[SOURCE EXCERPT]
=-=-=-=-=

I've added the Specialized Roubaix SL3 as my third and final choice for 2011. So the finalists are the Focus Izalco Extreme, the Specialized Tarmac SL3 Expert, and this Specialized Roubaix SL3 Expert. Its not to anyone's surprise that a bike named "Roubaix" is one of my choices. The Roubaix SL3 is the bike that Fabian Cancellara road a 50Km untouchable solo breakway to victory in Paris Roubaix 2010. The SL3 is Specialized's best attempt at making a full carbon frame comfortable to ride on the cobbles. Not only did they achieve this, but they ended up winning on the cobbles. And we all know, a bike built for Roubaix is a bike for me. I can't wait to take these monsters out for their maiden voyage. I am bursting with anticipation. Its going to be a great 2011.
After spending some time in my favourite bike shop La Bicicletta, I laid eyes on this beauty. Its from a German frame builder Focus, and their 2010 hit, the Izalco Extreme Edition. I could easily see myself riding this bike come spring 2011. It has all the features I desire in a Chorus groupset. But most importantly, its rare. You're not going to see many of these around club rides. Focus has done their homework making this a true all rounder. It will allow me to bounce over the cobbles and take the ascent to the Tourmalet. Now the hard part is pitting it up against a Pinarello ? That is going to be the big decision come 2011.
If there is one mountain climb in the French Alps which scares me, its this one. However, along with the fear , brings great anticipation of suffering up this great mountain like the past champions of the Tour. The Galibier has been a part of the Tour de France over 50 times. What makes it so unique is the actual route. Its actually 2 cols in 1. The Col du Galibier can only be reached after you summit the Col du Telegraphe, (see the last photo) which makes it one of toughest climbs in cycling history at 35km (That's over 15 times the Scarborough Bluffs length)winding upwards towards a steep uphill finish. (see the first photo) The summit at the Galibier peaks at a astonishing 8,000 ft. Most amateur cyclists who have ridden this route, take about 3-4 hours in a 39 x 2x combo. Many don’t have enough left in the tank to concentrate for the high speed icy cold decent back down this mountain. I certainly hope I do.
I woke up this morning with visions of riding up the Giant of Provence today. As I clipped into my pedals and began spinning I was overcome with visions of this epic mountain top finish in the Tour de France. I can hear the sounds of Yanni and the commentary by Phil Liggett in the background as I power up this climb. I picture my hands grabbing my handlebar hoods to elevate me out of the saddle to maintain my rhythm. As I dance on the pedals I'm envisioning catching Andy Hampsten who started minutes ahead of me on the climb. I pull up next to him pat him on the left thigh as a nice gesture , and continue powering my way up the mountain. I look back at him and he's in a lot of trouble trying to find pace. He's reached his limit, on this unforgiving mountain. The switchback increases in grade steepness, I sit back down farthest back on my seat, hoping to be efficient as possible as I spin up this mountain. I can see the top now. I reach the summit and take a moment to catch my breath. I look back down at Provence from this misty mountain top, and revel in my accomplishment. Wow what a great start to my day !

=-=-=-=-=

[DATASET RECORDS]
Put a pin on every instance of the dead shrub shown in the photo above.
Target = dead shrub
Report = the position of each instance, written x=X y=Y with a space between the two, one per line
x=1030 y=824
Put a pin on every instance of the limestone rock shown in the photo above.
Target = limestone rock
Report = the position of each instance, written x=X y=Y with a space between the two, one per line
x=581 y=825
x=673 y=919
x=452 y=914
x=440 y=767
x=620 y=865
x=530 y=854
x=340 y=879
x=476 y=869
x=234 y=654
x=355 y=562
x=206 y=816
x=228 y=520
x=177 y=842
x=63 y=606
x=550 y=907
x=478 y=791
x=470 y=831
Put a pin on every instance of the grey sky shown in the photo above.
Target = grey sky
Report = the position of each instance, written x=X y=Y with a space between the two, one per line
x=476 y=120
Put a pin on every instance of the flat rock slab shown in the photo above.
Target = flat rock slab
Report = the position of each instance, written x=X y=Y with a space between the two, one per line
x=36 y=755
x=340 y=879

=-=-=-=-=

[WHAT THIS EXERCISE ASKS]
**a)** Does each statement below agree with the cycling blog? Answer yes or no for each and quote the words of the cycling blog that decide it.
(i) The Specialized Roubaix SL3 is the writer's third and final choice for 2011.
(ii) Focus, the maker of the Izalco Extreme, is an Italian frame builder.
(iii) The Galibier has been part of the Tour de France more than 50 times.
**b)** Continue the cycling blog from its final sentence, in the same first-person voice.

[EXPECTED RESULTS]
**a)**
(i) Yes: "I've added the Specialized Roubaix SL3 as my third and final choice for 2011."
(ii) No: "Its from a German frame builder Focus"
(iii) Yes: "The Galibier has been a part of the Tour de France over 50 times."

**b)**
The sun barely peaking through the clouds , as I rise out of bed. Its a perfect Belgium morning, cloudy and cool with a hint of rain. I'll feel at home, sitting on a wooden table eating breakfast in a quaint Belgian bed and breakfast in the scenic Flemish countryside. I can barely contain the excitement building inside of me of what the day is going to unfold. As I hold my coffee mug, I make my to the window and peer out to the soft green hills and winding roads. Its quiet, tranquil. I hear farmers tractors in the distance from one direction. In another direction I hear cowbells. I get my gear ready, I make my way outside, I lean towards my Ridley bike. Not a sound near me, other than the zip of my jacket, and the click and clack of my cleats, I set off on the winding roads. As I ride through the Belgian border and enter Northern France, I am filled with excitement knowing the history of this sacred land. I adjust my gear and cadence as I begin to bounce over the cobbles. I hear and feel my bike dancing underneath me. I'm trying to keep a smooth pace and a steady rhythm over the cobbles, while at the same time try to take in the sites and sounds of this wonderful place. In between the pave, I get a break , I can ease up a bit. As I continue to ride, visions of past Paris Roubaix races enter my mind. Then I see it, I finally see it, the Arenberg Forest. I immediately stop, and am overwhelmed in emotion at the thought of being in the same place of past heroes. I get off my bike, set it aside, and place my hands upon the cold cobblestones. I can feel the grit and the dirt and he ruggedness of this brutal road. As I get up and shake my hands and knees of dirt, and prepare to ride across the forest, an older Frenchman with a old driving hat similar to one I wear on occasion, wearing a ratty old sweater , under a sport jacket, stands in the distance watching me. I noticed his wrinkled , course, beaten up hands, as he places his cigar aside. He cries out to me, " we've been waiting for you for a long time ? " I smile and gesture towards him, and say "yes, I know, this is where I belong." As I get click into my pedals, look down the forest, I then turn back to the old man to say something else, but I notice he has gone? disappeared ? Was my mind playing tricks on me ? Was he real ? or a "ghost of Roubaix ? " I wake up knowing one day, this dream may become reality.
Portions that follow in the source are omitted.